**** ТЕКСТ ДЛЯ ЧТЕНИЯ
Сергей Павлович считал, что именно синергетика и междисциплинарные подходы дадут тот общий язык, на котором естественники, гуманитарии, математики, эксперты, руководители смогут обсуждать свои проблемы, полученные результаты, ставить задачи и рассматривать наиболее вероятные последствия принимаемых решений. Он думал, что именно синергетика станет мостом, переброшенным над пропастью двух культур.

Немецкий физик-теоретик Герман Хакен, предложивший термин «синергетика» вкладывал в него тот же смысл.

С одной стороны, этот подход рассматривает появление новых свойств и качеств у сложных систем, части или элементы которых такими свойствами не обладают.

С другой стороны, это подход, развитие которого требует совместных творческих усилий и взаимодействия естественников, математиков, гуманитариев, инженеров, управленцев.

Почти полвека развития синергетики показали, что достигнутые успехи пока представляются достаточно скромными. Активность и желание взаимодействовать со стороны естественников и математиков многократно превышают готовность и желание гуманитариев сотрудничать.

В схожей ситуации развития совместной деятельности математиков и биологов, где так же не всё шло поначалу гладко, сотрудник ИПМ, выдающийся математик и основоположник математической медицины, академик И.М. Гельфанд говорил: «Главная проблема в том, что математики не знаю математику, а биологи – биологию».

Возможно, сдвиги в сознании научного сообщества происходят достаточно медленно, и пока просто прошло слишком мало времени. Как говорил Сергей Павлович: «Будьте готовы к тому, что работу, которую вы написали сегодня, прочтут, поймут и оценят лет через десять, а то и позже».

Но, наверно, главная причина в том, что и гуманитарии, и математики, и естественники остро ощущают преимущество своего стиля мышления и восприятия мира и поэтому не готовы всерьёз учиться иному, вставать на другую точку зрения, вести на равных содержательный диалог. Это общее правило. Но Сергей Павлович относился к счастливым исключениям.

На первых курсах, во время учёбы на физическом факультете МГУ у него был план перейти на философский факультет университета, чтобы разобраться с самыми общими вопросами познания и бытия. Большой удачей стало то, что в деканате этого факультета ему попался мудрый человек. Он посоветовал сначала стать физиком, а потом браться за всё остальное. И если интерес к философии не пропадёт, то этими проблемами можно будет заниматься позже.
********
**** ВЫДЕРЖКИ ИЗ ДАННЫХ
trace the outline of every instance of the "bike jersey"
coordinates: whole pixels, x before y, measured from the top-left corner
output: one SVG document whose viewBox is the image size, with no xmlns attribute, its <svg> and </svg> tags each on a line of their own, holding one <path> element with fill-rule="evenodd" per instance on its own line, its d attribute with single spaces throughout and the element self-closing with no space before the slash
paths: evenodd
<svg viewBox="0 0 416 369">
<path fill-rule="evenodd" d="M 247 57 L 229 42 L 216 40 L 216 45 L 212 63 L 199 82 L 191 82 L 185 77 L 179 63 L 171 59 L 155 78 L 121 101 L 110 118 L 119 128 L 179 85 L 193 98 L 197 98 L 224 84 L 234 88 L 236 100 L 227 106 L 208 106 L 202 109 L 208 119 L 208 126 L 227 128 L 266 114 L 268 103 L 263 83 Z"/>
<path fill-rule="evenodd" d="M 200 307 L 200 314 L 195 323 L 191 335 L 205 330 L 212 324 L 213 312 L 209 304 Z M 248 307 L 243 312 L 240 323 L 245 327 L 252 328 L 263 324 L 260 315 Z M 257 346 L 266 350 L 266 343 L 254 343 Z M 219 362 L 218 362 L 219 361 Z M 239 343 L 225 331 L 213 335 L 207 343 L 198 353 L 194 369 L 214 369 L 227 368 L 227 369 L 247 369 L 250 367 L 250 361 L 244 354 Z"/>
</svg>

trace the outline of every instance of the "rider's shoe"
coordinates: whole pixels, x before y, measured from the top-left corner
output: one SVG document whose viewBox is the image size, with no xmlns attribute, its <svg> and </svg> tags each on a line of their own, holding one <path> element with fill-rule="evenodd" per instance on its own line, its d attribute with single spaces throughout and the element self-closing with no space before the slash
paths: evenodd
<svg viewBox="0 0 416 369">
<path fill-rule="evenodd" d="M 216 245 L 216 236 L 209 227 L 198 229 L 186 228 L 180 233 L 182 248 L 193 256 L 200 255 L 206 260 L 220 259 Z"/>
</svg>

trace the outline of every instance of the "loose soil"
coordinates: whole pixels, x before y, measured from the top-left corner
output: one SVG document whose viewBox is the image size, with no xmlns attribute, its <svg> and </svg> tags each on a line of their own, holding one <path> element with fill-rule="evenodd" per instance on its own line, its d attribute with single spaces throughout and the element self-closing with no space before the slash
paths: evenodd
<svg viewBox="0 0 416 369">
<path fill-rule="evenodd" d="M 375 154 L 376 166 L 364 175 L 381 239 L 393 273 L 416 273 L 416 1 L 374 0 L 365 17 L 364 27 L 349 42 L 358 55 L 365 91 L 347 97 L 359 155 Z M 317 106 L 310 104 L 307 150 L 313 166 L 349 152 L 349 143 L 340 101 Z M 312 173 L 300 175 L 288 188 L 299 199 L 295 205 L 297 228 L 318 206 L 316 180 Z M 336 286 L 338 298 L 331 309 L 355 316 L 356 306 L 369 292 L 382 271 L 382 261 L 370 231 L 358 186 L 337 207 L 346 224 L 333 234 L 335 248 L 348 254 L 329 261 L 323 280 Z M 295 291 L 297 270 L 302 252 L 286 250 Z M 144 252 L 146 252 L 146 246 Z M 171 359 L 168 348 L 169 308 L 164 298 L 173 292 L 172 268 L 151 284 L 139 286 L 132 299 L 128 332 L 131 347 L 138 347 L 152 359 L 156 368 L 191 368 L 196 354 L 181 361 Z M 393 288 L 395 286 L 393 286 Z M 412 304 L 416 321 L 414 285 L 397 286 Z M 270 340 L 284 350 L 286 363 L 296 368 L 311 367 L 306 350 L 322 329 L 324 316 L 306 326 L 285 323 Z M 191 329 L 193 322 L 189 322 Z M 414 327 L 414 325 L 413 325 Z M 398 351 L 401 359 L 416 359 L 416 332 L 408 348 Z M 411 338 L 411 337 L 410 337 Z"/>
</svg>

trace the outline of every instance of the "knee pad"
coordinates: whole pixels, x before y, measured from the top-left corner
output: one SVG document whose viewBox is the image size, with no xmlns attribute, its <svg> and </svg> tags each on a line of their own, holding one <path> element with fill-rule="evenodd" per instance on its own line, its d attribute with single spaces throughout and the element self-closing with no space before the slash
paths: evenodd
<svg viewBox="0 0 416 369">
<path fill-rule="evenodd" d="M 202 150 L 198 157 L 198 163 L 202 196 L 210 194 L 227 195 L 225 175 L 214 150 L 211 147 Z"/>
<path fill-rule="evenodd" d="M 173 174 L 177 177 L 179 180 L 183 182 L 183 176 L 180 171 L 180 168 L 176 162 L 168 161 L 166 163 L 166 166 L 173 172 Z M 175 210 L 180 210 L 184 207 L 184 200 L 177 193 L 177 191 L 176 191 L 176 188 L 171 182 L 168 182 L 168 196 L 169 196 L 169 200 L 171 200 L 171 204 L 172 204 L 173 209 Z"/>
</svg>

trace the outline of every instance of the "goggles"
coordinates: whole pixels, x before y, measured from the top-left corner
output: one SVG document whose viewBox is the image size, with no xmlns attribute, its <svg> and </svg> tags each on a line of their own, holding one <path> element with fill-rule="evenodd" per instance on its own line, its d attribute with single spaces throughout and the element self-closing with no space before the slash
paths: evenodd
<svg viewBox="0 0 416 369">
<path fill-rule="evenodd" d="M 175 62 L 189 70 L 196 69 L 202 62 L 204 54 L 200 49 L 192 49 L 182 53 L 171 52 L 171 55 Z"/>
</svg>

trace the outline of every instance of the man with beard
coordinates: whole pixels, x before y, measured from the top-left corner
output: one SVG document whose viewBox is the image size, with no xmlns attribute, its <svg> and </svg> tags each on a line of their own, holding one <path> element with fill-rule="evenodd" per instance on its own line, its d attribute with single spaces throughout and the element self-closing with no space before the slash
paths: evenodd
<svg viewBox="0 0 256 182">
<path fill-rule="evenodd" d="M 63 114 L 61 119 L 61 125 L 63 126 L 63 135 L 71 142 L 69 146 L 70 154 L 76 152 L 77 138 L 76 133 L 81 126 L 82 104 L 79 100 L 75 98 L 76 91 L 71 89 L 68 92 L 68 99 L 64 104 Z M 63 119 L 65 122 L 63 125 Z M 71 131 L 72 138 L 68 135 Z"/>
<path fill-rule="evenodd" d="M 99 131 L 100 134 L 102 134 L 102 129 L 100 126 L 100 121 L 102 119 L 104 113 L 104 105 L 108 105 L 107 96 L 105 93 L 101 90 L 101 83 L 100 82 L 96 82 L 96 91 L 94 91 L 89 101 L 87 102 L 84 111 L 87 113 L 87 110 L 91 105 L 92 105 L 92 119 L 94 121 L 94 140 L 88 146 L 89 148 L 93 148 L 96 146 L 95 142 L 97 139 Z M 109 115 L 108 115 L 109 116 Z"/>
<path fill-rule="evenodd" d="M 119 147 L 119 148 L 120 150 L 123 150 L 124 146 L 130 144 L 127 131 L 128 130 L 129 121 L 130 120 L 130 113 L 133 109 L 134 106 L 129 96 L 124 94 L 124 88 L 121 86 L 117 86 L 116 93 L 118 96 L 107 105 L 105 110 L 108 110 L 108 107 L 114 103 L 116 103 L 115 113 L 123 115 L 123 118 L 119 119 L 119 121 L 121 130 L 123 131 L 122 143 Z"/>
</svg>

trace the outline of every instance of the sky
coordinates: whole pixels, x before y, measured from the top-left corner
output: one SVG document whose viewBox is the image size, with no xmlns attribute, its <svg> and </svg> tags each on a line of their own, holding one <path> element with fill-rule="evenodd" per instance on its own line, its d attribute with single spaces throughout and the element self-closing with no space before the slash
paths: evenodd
********
• **НАБОР ЗАДАНИЙ**
- 1) Воспроизведите без изменений фрагмент отрывка о синергетике, который начинается со слов «На первых курсах, во» и заканчивается словами «будет заниматься позже.».
- 2) Продолжите отрывок о синергетике с того места, на котором он заканчивается.
Приведённые данные здесь никакой роли не играют.

• **ОТВЕТЫ К ЗАДАНИЯМ**
- 1)
На первых курсах, во время учёбы на физическом факультете МГУ у него был план перейти на философский факультет университета, чтобы разобраться с самыми общими вопросами познания и бытия. Большой удачей стало то, что в деканате этого факультета ему попался мудрый человек. Он посоветовал сначала стать физиком, а потом браться за всё остальное. И если интерес к философии не пропадёт, то этими проблемами можно будет заниматься позже.

- 2)
Интерес не пропал. Просматривая список научных трудов Сергея Павловича, в котором более 500 названий, видишь, что существенная часть работ в нем оказалась посвящена гуманитарной проблематике. Более 10 учеников Сергея Павловича стали докторами физико-математических наук, а Елена Князева – философских. Тиражи его книг, посвященных философским проблемам, намного превышают тиражи его работ по прикладной математике.

С.П. Курдюмов считал, что в ходе работы на острие научных проблем ХХ века в Институте возникли новое знание, понимание и мировоззрение, значение которых далеко выходит за пределы уже решенных задач, и очень важно было бы сделать всё это достижением всего общества.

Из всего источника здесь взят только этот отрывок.